Task requirements: Copy the Apriori assignment text word for word, starting at "- Bucket size: This" and ending at "the output below.".

═════ Text segment ═════

Apriori-and-its-improvements
Implemented applied Apriori algorithm and its improvements (PCY, multihash) in Python
Problems
Problem 1: PCY Algorithm
Implement PCY algorithm using a single hash and print all frequent itemsets. You can use a hashing function of your choice.
Input Parameters:
- Input.txt: This is the input file containing all transactions. Each line corresponds to a transaction. Each transaction has items that are comma separated. Use input.txt to test this algorithm.
- Support: Integer that defines the minimum count to qualify as a frequent itemset.
- Bucket size: This is the size of the hash table.
Output:
The output needs to contain the frequent itemsets of all sizes sorted lexicographically. It should also contain the hash buckets with their count of candidates. If the result just contains itemsets of size1 just print them and return. If it contains itemsets of size >= 2 print the bucket counts of the hash as well. For example consider the output below.
[‘a’, ‘b’, ‘d’] {0:0, 1:2, 3:5} [[‘a’, ‘b’]]
Here [‘a’, ‘b’, ‘d’] represents itemsets of size 1 and {0:0, 1:2, 3:5} represents the hash counts before calculating frequent itemsets of size 2. [[‘a’, ‘b’]] represents itemsets of size 2. Print all bucket counts only for ith frequent itemset where i >= 2. The counts in the buckets can vary depending on the hashing function used. So do not try to match this with the output files provided. File Name: Please name your python script as pcy.py. Executing code: python pooja_anand_pcy.py input.txt 4 8. Where support = 4 and buckets = 8
Problem 2: MultiHash Algorithm
Implement the multihash algorithm to generate frequent itemsets. You need to use 2 independent hashing functions for this. Make sure that all candidates are hashed to both the hashing functions to generate 2 different bit vectors. Both the hashes will have the same number of buckets. Input parameters are same as above. For output follow the same format, but since we have two different hashing functions, print both the hash bucket counts. The counts in the buckets can vary depending on the hashing function used. So do not try to match this with the output files provided
For example: [‘a’, ‘b’, ‘c’] {0:0, 1:2, 3:5} {0:1, 1:4, 3:2} [[‘a’, ‘b’]]
File Name: Please name your python script as multihash.py. Executing code: python pooja_anand_multihash.py input.txt 4 8 Where support = 4 and bucket size = 8
Problem 3: Toivonen Algorithm
Implement the Toivonen algorithm to generate frequent itemsets. For this algorithm you need to use a sample size of less than 60% of your entire dataset. Use an appropriate sampling method to get the random sample set. Also perform a simple Apriori algorithm with the random sample set. Check for negative borders and run the algorithm again with a different sample set if required till there are no negative borders that have frequency > support.

═════ Data entries ═════

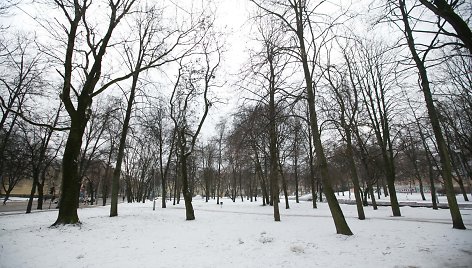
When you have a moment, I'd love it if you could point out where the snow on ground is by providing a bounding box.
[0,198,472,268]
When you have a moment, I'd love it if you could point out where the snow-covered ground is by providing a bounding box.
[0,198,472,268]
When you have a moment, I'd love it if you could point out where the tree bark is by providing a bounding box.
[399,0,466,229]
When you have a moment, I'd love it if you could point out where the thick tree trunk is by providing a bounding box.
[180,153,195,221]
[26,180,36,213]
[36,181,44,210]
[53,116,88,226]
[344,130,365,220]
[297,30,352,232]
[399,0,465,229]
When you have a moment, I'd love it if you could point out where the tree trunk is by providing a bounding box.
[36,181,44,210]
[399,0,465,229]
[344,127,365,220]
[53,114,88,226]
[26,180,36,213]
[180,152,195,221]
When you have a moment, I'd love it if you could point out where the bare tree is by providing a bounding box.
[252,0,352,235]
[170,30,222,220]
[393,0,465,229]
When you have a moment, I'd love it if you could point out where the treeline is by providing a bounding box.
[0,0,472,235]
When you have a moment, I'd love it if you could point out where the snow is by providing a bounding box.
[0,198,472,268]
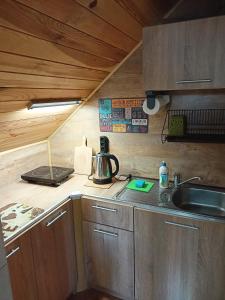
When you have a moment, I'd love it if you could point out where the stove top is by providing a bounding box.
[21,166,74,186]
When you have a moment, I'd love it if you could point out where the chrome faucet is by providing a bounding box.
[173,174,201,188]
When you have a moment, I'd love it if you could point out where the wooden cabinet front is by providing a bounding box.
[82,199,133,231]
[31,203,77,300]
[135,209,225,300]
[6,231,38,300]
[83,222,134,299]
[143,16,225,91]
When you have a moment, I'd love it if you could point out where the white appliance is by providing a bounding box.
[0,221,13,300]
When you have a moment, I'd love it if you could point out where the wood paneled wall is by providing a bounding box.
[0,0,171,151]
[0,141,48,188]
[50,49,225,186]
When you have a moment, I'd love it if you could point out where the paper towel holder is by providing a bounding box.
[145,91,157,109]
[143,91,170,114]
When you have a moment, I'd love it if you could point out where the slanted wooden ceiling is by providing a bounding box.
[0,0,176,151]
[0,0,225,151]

═════

Full response:
- Bucket size: This is the size of the hash table.
Output:
The output needs to contain the frequent itemsets of all sizes sorted lexicographically. It should also contain the hash buckets with their count of candidates. If the result just contains itemsets of size1 just print them and return. If it contains itemsets of size >= 2 print the bucket counts of the hash as well. For example consider the output below.